### What is asked
Skip the pictures. Copy all the rest of the records down exactly.
..........
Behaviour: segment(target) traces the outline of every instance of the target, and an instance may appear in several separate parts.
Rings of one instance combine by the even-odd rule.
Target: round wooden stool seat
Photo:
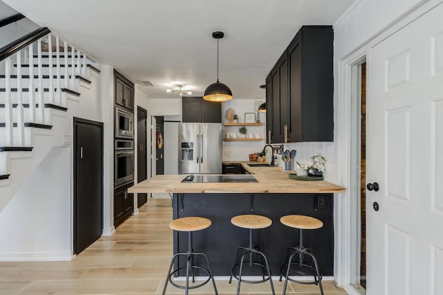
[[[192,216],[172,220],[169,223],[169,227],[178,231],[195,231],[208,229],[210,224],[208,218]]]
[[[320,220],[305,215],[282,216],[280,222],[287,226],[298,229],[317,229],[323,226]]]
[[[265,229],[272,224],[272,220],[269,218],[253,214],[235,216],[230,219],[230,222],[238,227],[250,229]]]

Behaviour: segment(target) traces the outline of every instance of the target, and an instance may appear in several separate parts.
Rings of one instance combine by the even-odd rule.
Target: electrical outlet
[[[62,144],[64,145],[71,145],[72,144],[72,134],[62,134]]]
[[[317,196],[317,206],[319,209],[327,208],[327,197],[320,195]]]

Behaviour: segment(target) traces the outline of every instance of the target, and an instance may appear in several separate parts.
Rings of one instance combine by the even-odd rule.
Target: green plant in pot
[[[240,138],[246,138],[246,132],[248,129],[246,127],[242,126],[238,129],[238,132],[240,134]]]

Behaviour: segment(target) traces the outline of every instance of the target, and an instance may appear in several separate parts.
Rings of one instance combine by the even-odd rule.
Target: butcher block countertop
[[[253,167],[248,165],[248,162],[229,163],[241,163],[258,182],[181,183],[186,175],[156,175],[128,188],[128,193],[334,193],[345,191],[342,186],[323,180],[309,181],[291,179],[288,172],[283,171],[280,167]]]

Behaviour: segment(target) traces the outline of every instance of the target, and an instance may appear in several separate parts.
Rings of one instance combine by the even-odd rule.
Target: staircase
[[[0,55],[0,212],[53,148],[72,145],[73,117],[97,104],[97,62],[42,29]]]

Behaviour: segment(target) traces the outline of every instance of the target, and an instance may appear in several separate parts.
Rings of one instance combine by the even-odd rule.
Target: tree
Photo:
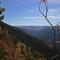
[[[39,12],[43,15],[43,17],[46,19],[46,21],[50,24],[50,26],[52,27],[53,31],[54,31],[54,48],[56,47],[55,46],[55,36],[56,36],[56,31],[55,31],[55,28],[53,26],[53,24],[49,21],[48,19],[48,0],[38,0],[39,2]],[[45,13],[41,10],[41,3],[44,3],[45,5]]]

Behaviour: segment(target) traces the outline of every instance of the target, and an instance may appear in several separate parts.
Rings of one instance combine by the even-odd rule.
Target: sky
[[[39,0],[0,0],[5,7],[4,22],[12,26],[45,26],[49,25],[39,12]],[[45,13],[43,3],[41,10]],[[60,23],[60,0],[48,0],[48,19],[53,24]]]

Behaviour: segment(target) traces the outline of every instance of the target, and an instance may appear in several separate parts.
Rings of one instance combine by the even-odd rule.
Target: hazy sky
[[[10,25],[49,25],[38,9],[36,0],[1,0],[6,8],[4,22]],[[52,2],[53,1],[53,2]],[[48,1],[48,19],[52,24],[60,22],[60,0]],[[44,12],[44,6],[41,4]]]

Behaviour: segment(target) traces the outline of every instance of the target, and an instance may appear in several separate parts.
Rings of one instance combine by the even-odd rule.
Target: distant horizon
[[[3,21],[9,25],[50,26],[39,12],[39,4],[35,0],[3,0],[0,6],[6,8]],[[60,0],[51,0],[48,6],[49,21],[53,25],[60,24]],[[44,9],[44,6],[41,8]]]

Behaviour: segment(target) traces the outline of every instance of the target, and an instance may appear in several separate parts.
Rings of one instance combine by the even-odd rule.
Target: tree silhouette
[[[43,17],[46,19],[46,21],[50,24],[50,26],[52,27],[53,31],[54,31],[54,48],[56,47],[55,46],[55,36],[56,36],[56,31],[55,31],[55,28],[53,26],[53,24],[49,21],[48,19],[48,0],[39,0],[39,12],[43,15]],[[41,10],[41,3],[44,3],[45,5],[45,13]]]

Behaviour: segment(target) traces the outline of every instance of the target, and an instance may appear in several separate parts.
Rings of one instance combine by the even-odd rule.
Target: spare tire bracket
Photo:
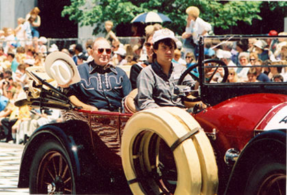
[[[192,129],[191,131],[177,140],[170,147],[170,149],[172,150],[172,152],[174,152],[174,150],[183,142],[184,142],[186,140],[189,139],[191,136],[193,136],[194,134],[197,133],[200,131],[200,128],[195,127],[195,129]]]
..........
### Output below
Behaviour: segment(target) traces the outline of every instance of the target, and an instance may appear in several separate parts.
Rings of one instance combine by the even-odd rule.
Target: round wooden stool seat
Photo:
[[[192,216],[172,220],[169,223],[169,227],[178,231],[195,231],[208,229],[210,224],[208,218]]]
[[[320,220],[305,215],[282,216],[280,222],[287,226],[298,229],[317,229],[323,226]]]
[[[265,229],[272,224],[272,220],[269,218],[253,214],[235,216],[230,219],[230,222],[238,227],[250,229]]]

Behaviour: segment(target) traces the outline of every instance of the target, and an instance may appear in several separate parts.
Rings of one instance combine by the even-odd rule.
Target: electrical outlet
[[[62,144],[64,145],[71,145],[72,144],[72,134],[62,134]]]
[[[317,196],[317,206],[319,209],[327,208],[327,197],[320,195]]]

Behaviour: segment(target) traces the outline of every instance of the target, and an instance may appear in several separate parts.
Rings of one instance combine by the even-odd rule.
Target: green plant in pot
[[[240,138],[246,138],[246,132],[248,129],[246,127],[242,126],[238,129],[238,132],[240,134]]]

Behaviour: segment(target) traces the outline of every instance of the target, and an instance may appear in several separate parts.
Rings of one instance combine by the even-odd rule.
Target: butcher block countertop
[[[253,167],[248,165],[248,162],[229,163],[241,163],[258,182],[181,183],[186,175],[156,175],[128,188],[128,193],[334,193],[345,191],[342,186],[323,180],[309,181],[291,179],[288,172],[283,171],[280,167]]]

Behaviour: segment(target) traces the outline of every instance of the target, and an instance may appear in several separate parts.
Rings of one instance combine by the even-odd rule.
Target: staircase
[[[0,55],[0,212],[53,148],[72,145],[73,117],[97,104],[97,62],[42,29]]]

Behaviour: segment(target) traces the outline of every instance of the target, and an instance may appear in several separate parts.
Rings of one instance combine by the even-odd rule.
Target: tree
Photo:
[[[39,12],[43,15],[43,17],[46,19],[46,21],[50,24],[50,26],[52,27],[53,31],[54,31],[54,48],[56,47],[55,46],[55,36],[56,36],[56,31],[55,31],[55,28],[53,26],[53,24],[49,21],[48,19],[48,0],[38,0],[39,2]],[[45,13],[41,10],[41,3],[44,3],[45,5]]]

Behaviour: segment(target) traces the outline of every instance of the target, and an instance may appear in several separate parts.
Rings of one instance combine by the even-odd rule.
Target: sky
[[[39,0],[0,0],[5,7],[4,22],[12,26],[45,26],[49,25],[39,12]],[[45,13],[43,3],[41,10]],[[60,23],[60,0],[48,0],[48,19],[53,24]]]

Behaviour: segment(target) traces the outline of every instance of the target, and an instance may appear in several separate parts.
Rings of one instance combine by the even-odd rule.
Target: hazy sky
[[[10,25],[49,25],[38,9],[36,0],[1,0],[6,8],[4,22]],[[52,2],[53,1],[53,2]],[[48,1],[48,19],[52,24],[60,22],[60,0]],[[44,12],[44,6],[41,4]]]

Behaviour: segment(target) traces the outline of every instance of the target, and an instance may appear in several separate parts.
Rings of one instance combine by the even-odd rule.
Target: distant horizon
[[[3,21],[9,25],[50,26],[39,12],[39,4],[35,0],[3,0],[0,6],[6,8]],[[60,0],[51,0],[48,6],[49,21],[53,25],[60,24]],[[44,9],[44,6],[41,8]]]

Behaviour: segment(target) traces the outline of every instance of the target, and an instance may appear in several separate parts.
Rings of one instance combine by the even-odd rule.
Target: tree silhouette
[[[43,17],[46,19],[46,21],[50,24],[50,26],[52,27],[53,31],[54,31],[54,48],[56,47],[55,46],[55,36],[56,36],[56,31],[55,31],[55,28],[53,26],[53,24],[49,21],[48,19],[48,0],[39,0],[39,12],[43,15]],[[41,10],[41,3],[44,3],[45,5],[45,13]]]

Behaviour: segment(target) traces the outline of every instance of the target, and an instance may appear in several separate parts.
Rings of one instance combine by the even-odd rule.
Target: spare tire bracket
Photo:
[[[192,129],[191,131],[177,140],[170,147],[170,149],[172,150],[172,152],[174,152],[174,150],[183,142],[184,142],[186,140],[189,139],[191,136],[193,136],[194,134],[197,133],[200,131],[200,128],[195,127],[195,129]]]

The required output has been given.